Has anyone told you it’s hot outside? Ironic humor aside, when the temperatures rise, so do the risks of heatstroke and exhaustion, and after a week of biking around Alexandria and beyond in these temperatures, I think it’s a very important topic to discuss.
Our bodies are active and adaptive machines. Whenever we come into contact with a change in our environment, our body naturally begins to maintain our homeostasis. In the heat, our bodies react by sweating and breathing. These behaviors help to cool the skin and keep our core temperature level under control. However, when temperatures rise too quickly, do not decrease during the nighttime, or the humidity levels rise too high, our bodies find it hard to regulate.
We are susceptible to heat exhaustion and heatstroke when we cannot regulate our body’s core temperature. While the two illnesses are related, they manifest in different ways. See our infographic below for a list of symptoms.
Heat exhaustion can be treated without seeking medical attention. Much like your iPhone, once heat exhaustion sets in, we recommend you go onto “low power mode”; rest, try to find a cooler area to relax, and drink lots of water. Do not attempt the ice bucket challenge or go from extreme heat to extreme cold, as the rapid-fire temperature change can shock the body causing more issues..
Heat exhaustion becomes heatstroke when the body can no longer cool itself. Sweat cools the body by evaporating off skin and leaving the area cool. Without sweat, the body’s outer temperature will rise, causing the core temperature to rise as well, impacting the central nervous system and circulatory system. One of the biggest indicators of impending heatstroke is muscle cramps.

# SUPPLIED RECORDS
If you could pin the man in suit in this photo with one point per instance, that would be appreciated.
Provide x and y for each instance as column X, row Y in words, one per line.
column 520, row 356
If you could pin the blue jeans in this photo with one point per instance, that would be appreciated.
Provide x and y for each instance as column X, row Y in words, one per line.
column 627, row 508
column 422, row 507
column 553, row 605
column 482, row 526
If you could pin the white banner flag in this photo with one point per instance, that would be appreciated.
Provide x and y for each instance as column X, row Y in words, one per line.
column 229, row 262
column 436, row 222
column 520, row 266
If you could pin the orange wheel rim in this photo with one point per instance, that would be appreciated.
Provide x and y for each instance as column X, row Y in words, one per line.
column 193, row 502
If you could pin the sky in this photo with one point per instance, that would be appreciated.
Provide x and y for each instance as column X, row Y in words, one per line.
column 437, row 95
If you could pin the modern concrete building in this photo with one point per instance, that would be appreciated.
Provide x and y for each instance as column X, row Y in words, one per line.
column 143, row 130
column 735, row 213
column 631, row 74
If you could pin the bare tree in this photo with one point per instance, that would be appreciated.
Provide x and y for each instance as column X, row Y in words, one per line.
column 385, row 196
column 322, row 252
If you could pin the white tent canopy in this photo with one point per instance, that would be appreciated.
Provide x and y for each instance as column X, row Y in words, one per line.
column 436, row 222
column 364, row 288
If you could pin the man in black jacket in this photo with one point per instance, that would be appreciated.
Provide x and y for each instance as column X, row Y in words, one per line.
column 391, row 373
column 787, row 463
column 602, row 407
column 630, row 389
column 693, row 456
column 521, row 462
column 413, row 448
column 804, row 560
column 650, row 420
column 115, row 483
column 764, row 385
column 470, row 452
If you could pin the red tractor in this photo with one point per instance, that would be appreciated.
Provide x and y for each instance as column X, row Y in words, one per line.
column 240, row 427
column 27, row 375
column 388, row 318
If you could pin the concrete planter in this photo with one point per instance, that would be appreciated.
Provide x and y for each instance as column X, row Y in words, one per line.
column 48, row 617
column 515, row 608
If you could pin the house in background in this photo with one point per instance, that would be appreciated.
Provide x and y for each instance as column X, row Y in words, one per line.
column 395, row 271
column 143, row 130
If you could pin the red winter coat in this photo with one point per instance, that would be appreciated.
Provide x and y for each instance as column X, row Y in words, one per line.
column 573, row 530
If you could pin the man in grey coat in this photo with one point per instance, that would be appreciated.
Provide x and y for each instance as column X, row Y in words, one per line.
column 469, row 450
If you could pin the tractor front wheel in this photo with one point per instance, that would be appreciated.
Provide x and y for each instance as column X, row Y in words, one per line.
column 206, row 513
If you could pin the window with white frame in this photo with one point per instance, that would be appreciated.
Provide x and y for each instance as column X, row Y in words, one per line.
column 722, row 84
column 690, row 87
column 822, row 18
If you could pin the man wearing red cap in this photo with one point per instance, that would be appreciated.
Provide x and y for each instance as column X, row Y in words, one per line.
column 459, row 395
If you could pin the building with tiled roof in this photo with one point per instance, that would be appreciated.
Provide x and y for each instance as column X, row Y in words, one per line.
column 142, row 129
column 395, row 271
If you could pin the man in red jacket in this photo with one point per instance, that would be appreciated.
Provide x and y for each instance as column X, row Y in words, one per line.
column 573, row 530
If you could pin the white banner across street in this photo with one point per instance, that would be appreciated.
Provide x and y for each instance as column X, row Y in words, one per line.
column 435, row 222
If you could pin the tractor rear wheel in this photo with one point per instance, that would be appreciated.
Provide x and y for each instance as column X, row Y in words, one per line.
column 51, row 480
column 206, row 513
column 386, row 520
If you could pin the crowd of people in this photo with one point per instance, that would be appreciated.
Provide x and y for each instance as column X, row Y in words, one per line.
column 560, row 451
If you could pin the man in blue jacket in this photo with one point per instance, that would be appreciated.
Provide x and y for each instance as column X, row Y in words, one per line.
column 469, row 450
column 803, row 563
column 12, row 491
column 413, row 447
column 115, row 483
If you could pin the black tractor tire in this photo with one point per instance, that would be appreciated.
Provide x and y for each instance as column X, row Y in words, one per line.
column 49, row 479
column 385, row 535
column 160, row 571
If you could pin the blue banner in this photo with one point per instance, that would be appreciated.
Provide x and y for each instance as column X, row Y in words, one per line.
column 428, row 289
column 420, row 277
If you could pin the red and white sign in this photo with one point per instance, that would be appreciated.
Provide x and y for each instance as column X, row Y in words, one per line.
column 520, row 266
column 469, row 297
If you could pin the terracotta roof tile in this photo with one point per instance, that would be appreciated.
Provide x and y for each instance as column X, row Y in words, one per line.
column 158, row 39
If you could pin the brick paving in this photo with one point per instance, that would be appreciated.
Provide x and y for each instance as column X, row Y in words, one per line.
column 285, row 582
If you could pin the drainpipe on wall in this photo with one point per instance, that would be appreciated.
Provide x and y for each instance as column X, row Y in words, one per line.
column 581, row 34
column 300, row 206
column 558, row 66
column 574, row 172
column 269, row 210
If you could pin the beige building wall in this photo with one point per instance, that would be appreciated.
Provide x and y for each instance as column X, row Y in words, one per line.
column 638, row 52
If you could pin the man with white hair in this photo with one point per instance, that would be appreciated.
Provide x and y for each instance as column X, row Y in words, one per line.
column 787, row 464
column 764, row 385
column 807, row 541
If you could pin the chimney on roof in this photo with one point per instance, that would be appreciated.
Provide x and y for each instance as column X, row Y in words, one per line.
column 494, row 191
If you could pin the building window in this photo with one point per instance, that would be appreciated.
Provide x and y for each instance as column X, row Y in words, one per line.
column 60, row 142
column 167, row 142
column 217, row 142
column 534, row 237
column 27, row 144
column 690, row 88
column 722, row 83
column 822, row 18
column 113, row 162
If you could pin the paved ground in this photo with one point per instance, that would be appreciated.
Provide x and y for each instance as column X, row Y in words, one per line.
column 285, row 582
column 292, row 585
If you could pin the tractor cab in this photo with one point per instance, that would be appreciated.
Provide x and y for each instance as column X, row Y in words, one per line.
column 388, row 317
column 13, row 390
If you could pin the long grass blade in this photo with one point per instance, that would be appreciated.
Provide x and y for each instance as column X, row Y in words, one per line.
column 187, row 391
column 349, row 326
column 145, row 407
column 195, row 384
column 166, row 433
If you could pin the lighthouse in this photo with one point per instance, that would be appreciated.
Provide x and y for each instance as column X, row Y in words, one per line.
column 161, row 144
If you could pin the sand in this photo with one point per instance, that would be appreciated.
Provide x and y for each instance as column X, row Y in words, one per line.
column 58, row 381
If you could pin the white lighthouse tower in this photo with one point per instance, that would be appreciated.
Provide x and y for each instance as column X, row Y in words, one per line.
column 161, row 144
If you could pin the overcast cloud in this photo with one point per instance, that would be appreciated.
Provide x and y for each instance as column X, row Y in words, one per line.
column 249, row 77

# TASK PROMPT
Continue the piece on heatstroke and heat exhaustion at the top of the page, picking up after its final sentence about muscle cramps.

# EXERCISE OUTPUT
If you or a loved one are suffering from heatstroke call 911 immediately. According to the National Weather Service, on average 130 people die in the United States each year from heatstroke. Elderly people and children are the most susceptible to heatstroke, and thus extreme caution must be taken when a heatwave occurs.
To combat these heat-related illnesses we suggest double checking your air conditioning and making sure it is in working order. Drink lots of water to replenish your body’s supply. Your body is not a closed circuit so when you perspire often you will lose water more quickly. Do not leave pets or children unattended in parked cars. Even with the windows down, cars heat up extremely quickly.
While this heatwave may be a sure sight better than the “Snowmaggedon” of February past, it’s still affecting us greatly. More than 20 children have died in cars these past few weeks and many people have been sent to the hospital with heatstroke. We urge our readers to protect themselves against heat exhaustion and heatstroke. Enjoy the outdoors, but enjoy them responsibly!